--- The exercise ---
Reproduce every line of the material below without changes, omitting the pictures.

--- Input records ---
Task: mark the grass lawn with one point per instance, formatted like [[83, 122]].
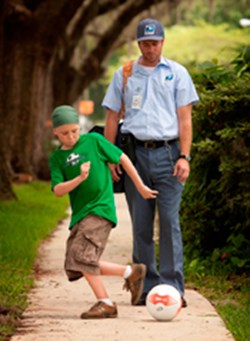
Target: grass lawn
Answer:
[[24, 224]]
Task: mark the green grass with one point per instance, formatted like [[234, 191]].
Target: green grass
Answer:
[[24, 223], [230, 295]]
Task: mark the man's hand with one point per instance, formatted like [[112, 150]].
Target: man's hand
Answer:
[[85, 168], [182, 170], [147, 193]]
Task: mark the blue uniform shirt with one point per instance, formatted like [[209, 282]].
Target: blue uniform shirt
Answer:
[[151, 99]]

--- Correct output ---
Task: mark the grass lawn with one point per instance, formatted like [[83, 122]].
Target: grass lawn
Answer:
[[24, 224]]
Task: mark the green grass with one point per instance, formatted like [[234, 191]].
Target: green grass
Answer:
[[24, 223], [230, 295]]
Task: mark the man's hand with one point per instance, formatted like [[112, 150]].
Target: man's hand
Answer:
[[85, 168], [182, 170], [147, 193]]
Task: mark the blue uniform shirt with one point per instance, formatted like [[209, 282]].
Target: blue uniform shirt
Answer:
[[151, 99]]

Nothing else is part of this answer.